▶ [Given text]:
A federal appeals court in New Orleans struck down Mississippi’s 15-week abortion ban on Friday, dealing a blow to a law its authors hoped would significantly weaken Roe v. Wade.
The bill, passed during the 2018 legislative session, would have stopped a woman from getting an abortion after her 15th week of pregnancy. Although the one clinic in Mississippi that provides abortions does not perform them after 16 weeks of pregnancy, women in Mississippi are legally able to receive an abortion until their 20th week of pregnancy.
In his majority opinion, Judge Patrick Higginbotham wrote that banning abortion at 15 weeks violates the Supreme Court precedent, which has consistently ruled that a woman’s right to choose takes priority until the point of fetal viability, usually 23 weeks.
“In an unbroken line dating to Roe v. Wade, the Supreme Court’s abortion cases have established (and affirmed, and re-affirmed) a woman’s right to choose an abortion before viability. States may regulate abortion procedures prior to viability so long as they do not impose an undue burden on the woman’s right, but they may not ban abortions,” Higginbotham wrote.
U.S. District Court Judge Carlton Reeves had already struck down this law last year before the state appealed.
Judge James Ho concurred with the ruling, but criticized Reeves’ order. Ho was troubled by Reeves’ handling of the case, he wrote.

▶ [Records provided]:

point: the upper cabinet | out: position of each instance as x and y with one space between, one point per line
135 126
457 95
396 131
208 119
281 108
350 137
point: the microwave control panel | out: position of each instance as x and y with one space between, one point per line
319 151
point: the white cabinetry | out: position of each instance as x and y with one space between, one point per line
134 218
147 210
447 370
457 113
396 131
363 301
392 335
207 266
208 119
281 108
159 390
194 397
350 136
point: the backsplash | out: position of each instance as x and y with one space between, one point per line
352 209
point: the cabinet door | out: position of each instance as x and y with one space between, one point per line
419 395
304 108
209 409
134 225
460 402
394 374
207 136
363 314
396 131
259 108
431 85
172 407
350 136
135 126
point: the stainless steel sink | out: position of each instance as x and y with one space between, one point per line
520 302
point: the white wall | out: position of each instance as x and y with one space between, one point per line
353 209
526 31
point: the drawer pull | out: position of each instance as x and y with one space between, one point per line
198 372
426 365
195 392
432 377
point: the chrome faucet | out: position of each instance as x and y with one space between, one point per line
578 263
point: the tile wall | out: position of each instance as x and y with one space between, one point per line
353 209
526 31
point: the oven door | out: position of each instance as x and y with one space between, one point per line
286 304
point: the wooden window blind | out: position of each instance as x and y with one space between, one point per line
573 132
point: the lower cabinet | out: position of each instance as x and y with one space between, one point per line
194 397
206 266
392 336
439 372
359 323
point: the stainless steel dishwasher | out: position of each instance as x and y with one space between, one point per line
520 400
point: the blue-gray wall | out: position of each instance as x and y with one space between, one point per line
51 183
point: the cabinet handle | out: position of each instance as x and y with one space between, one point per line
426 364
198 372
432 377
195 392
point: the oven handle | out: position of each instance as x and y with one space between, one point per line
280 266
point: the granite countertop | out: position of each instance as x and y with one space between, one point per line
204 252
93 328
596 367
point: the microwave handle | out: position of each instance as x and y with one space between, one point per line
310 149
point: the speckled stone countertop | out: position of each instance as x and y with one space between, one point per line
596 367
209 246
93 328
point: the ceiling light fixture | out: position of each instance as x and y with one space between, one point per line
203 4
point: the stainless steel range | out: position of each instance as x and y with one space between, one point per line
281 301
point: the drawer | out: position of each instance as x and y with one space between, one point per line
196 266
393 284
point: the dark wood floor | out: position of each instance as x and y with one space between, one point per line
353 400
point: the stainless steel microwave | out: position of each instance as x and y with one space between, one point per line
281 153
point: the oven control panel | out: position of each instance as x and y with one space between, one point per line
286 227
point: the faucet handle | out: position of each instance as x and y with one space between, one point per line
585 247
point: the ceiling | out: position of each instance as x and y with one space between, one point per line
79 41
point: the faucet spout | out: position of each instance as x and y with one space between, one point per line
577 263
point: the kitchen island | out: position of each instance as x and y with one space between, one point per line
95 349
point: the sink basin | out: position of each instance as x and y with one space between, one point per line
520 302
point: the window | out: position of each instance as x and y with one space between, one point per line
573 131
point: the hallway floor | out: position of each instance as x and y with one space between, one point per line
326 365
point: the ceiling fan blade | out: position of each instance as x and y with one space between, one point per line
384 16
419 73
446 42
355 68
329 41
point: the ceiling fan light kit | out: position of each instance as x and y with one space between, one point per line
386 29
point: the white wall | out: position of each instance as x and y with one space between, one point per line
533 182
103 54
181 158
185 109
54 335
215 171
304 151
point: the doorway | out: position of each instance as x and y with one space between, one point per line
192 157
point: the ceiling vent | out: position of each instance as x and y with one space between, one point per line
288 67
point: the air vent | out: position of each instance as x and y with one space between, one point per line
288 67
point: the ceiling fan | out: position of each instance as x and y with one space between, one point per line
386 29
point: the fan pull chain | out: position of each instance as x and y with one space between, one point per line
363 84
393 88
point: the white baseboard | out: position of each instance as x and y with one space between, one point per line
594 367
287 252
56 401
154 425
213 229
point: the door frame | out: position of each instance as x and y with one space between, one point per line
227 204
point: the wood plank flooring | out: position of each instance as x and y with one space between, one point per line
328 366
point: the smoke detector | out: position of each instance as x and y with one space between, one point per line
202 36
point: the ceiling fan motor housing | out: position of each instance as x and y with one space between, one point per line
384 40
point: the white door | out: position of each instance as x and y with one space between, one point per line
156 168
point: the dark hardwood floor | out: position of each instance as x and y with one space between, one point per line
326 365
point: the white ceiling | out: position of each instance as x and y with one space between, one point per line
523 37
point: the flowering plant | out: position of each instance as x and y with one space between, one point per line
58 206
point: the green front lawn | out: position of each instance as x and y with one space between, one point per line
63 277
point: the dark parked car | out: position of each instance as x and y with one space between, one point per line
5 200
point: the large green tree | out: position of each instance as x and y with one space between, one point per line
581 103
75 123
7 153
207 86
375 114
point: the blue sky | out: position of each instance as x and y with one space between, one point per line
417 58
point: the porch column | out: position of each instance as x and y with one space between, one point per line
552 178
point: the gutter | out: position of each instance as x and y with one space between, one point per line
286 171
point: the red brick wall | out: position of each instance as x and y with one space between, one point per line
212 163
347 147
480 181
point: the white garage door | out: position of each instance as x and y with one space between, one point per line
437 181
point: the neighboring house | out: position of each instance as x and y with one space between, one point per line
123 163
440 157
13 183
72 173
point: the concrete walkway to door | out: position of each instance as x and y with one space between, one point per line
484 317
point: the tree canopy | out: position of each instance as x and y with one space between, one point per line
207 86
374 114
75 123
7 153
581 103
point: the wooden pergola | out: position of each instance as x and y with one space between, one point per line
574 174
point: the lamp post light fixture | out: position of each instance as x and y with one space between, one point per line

▶ [Task item]: Continue the article about the court ruling on Mississippi's 15-week abortion ban from its last sentence.

▶ [Output below]:
“The opinion issued by the district court displays an alarming disrespect for the millions of Americans who believe that babies deserve legal protection during pregnancy as well as after birth, and that abortion is the immoral, tragic, and violent taking of innocent human life,” Ho wrote.
Ho also took issue with what he called Reeves’ characterization of the ban as sexist and racist, saying that Reeves ignored that fact that many women oppose abortion as well as “the racial history of abortion advocacy as a tool of the eugenics movement.”
Abortion opponents often cite eugenics, the belief that human genetics can be improved through the use of reproductive control. Supporters of limiting abortion access in Mississippi have made similar claims. Gov. Phil Bryant last year cited an unverified claim about the impact of abortion on the African American population.
While the decision disappointed advocates of the abortion ban, it did not surprise them. Sen. Joey Fillingane, R-Sumrall, who authored the legislation and shepherded it through the state Senate, said the 5th U.S. Circuit’s hands are essentially tied until the Supreme Court takes up the issue of viability.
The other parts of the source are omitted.